> Aim of the task: Can you reproduce every one of the records below, word for word?

> Stored data entries:
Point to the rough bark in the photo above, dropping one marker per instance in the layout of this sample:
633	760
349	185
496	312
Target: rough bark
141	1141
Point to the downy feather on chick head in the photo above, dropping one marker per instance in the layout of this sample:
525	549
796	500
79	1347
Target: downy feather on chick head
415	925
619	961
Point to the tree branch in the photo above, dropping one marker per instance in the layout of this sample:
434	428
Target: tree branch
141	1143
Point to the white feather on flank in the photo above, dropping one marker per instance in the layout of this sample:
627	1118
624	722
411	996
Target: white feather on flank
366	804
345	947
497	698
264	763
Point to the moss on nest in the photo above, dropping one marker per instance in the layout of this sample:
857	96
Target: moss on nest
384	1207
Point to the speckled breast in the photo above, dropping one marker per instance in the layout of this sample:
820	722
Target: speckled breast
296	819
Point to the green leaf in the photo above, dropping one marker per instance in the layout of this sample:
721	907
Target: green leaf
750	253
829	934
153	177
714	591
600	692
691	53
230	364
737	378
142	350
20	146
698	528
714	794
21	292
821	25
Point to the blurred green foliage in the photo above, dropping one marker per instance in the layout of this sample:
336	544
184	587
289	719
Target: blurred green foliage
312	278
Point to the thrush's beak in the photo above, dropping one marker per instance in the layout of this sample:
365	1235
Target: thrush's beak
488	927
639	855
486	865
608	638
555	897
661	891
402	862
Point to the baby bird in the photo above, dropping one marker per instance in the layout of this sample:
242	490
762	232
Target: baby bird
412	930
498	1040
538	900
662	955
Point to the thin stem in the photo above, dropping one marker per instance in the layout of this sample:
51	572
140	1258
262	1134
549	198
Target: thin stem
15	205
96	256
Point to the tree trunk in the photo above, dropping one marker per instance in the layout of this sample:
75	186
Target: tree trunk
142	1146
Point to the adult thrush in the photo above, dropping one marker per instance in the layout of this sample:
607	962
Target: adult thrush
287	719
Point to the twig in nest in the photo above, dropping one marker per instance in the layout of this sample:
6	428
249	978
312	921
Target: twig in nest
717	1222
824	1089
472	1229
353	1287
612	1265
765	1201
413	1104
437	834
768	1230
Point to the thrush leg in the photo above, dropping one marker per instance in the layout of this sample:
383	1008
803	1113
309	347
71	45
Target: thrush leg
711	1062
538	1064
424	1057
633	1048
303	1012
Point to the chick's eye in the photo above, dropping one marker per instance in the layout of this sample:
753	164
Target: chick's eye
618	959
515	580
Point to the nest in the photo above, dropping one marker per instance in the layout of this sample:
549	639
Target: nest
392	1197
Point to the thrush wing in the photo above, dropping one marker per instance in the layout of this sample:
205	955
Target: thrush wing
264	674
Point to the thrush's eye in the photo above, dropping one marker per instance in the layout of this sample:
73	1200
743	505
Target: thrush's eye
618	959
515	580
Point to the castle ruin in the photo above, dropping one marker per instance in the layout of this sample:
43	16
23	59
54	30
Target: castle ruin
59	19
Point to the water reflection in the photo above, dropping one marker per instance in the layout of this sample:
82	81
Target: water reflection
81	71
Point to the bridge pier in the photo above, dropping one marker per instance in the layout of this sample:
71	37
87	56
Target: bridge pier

> Response:
Point to the rough bark in the photo above, dropping one marker per instance in the layout of this sample:
633	760
349	185
496	312
Target: rough bark
141	1141
Point to the downy feather on chick head in the photo above, dropping one marker per instance in the layout of this sample:
525	549
796	500
79	1347
Target: downy feather on chick head
415	925
619	961
Point to the tree branch in the photo above, dropping one marker per instance in the layout of this sample:
434	428
Target: tree branch
141	1143
Point to the white feather on flank in the photo above, dropping one marker per instance in the layout of this sample:
627	1118
624	722
411	996
Target: white feather on flank
366	804
345	947
497	698
264	763
Point to the moss on nest in the photo above, dropping one marker per instance in the layout of this sample:
857	96
Target: moss on nest
384	1207
Point to the speckled breast in the photo above, dropping one marker per instance in the layout of this sample:
820	722
Target: speckled breast
296	819
Point to the green leaf in the photo above, dropping one marker per instance in the layout of this sample:
721	907
Target: green leaf
750	253
829	934
153	177
714	591
600	692
691	53
230	364
737	378
142	350
20	146
698	528
714	794
21	292
821	25
Point to the blurred green foliage in the photo above, dropping one marker per instance in the layout of this sample:
336	544
184	587
289	719
Target: blurred green foliage
312	278
Point to the thrush's beak in the photo above, dropping one marker per instance in the layout of this sample:
365	1235
Target: thrush's beak
488	927
639	855
486	865
608	638
555	897
661	891
402	862
Point to the baby bird in the photo above, dropping one marker per instance in the layout of this sample:
242	490
762	232
Target: baby bird
412	930
498	1040
538	900
662	955
Point to the thin stem in the photo above, dropping one marker per instance in the layout of this sample:
51	572
140	1258
262	1134
549	198
Target: thin stem
15	205
96	256
Point to the tree trunk in the photo above, dropping one marker per instance in the layout of this sample:
75	186
Target: tree trunk
142	1146
Point to the adult thrush in the photo above, dropping one marker per instance in the layout of this sample:
607	962
Target: adult thrush
287	719
Point to the twig in nest in the photo above, dropping one marker per instance in the layout of this sample:
6	428
249	978
312	921
Target: twig in nest
717	1222
824	1089
472	1229
353	1287
612	1265
765	1201
413	1104
437	834
768	1230
Point to the thrush leg in the photo above, dropping one marker per instance in the layout of this sample:
383	1008
803	1113
309	347
71	45
Target: thrush leg
711	1062
538	1064
424	1057
633	1048
303	1012
Point to the chick's eye in the photo above, dropping one marker per instance in the layout of this sample:
753	164
Target: chick's eye
618	959
515	580
Point to the nest in the photo above, dropping one marker per instance in the layout of this sample:
549	639
Target: nest
392	1197
Point to the thrush wing in the photo above, dropping one marker per instance in the layout of this sample:
205	955
Target: thrush wing
264	674
Point to the thrush's eye in the photo above, dropping one marker per instance in the layout of this sample:
73	1200
743	505
Target: thrush's eye
618	959
515	580
Point to the castle ruin in the photo above, dropping one marker per instance in the layout of this sample:
43	16
23	59
54	30
Target: castle ruin
59	19
Point to the water reflection in the photo above, dropping one marker per instance in the layout of this sample:
82	81
Target: water reflection
81	71
Point to the bridge pier in the photo above, dropping one marker per instance in the layout of this sample:
71	37
87	56
Target: bridge pier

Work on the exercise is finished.